■ TASK STATEMENT ■
Copy out each line from the material where the word "Target" is found.

■ RECORDS PROVIDED ■
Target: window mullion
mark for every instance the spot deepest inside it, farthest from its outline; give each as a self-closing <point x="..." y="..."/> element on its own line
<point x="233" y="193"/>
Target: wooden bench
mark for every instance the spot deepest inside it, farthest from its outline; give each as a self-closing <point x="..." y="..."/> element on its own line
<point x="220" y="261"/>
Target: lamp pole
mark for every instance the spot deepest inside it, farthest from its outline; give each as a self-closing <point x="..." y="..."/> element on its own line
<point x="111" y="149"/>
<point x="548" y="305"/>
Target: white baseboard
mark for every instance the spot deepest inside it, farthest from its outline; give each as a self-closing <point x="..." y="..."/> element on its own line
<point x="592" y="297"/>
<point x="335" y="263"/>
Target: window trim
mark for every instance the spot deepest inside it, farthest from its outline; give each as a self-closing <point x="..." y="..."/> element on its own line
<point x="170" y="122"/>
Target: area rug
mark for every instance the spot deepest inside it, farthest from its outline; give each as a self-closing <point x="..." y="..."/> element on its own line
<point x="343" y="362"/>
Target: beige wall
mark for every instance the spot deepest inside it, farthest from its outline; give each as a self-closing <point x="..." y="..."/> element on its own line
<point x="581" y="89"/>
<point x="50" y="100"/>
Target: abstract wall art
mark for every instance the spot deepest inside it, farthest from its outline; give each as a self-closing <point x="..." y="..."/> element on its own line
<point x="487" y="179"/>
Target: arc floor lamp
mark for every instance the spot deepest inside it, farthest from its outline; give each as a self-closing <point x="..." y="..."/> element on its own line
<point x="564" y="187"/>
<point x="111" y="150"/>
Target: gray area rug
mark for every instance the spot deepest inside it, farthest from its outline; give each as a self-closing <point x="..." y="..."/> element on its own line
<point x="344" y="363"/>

■ RESPONSE AREA ■
Target: window mullion
Target: wooden bench
Target: lamp pole
Target: white baseboard
Target: window trim
Target: area rug
Target: beige wall
Target: abstract wall art
Target: arc floor lamp
Target: gray area rug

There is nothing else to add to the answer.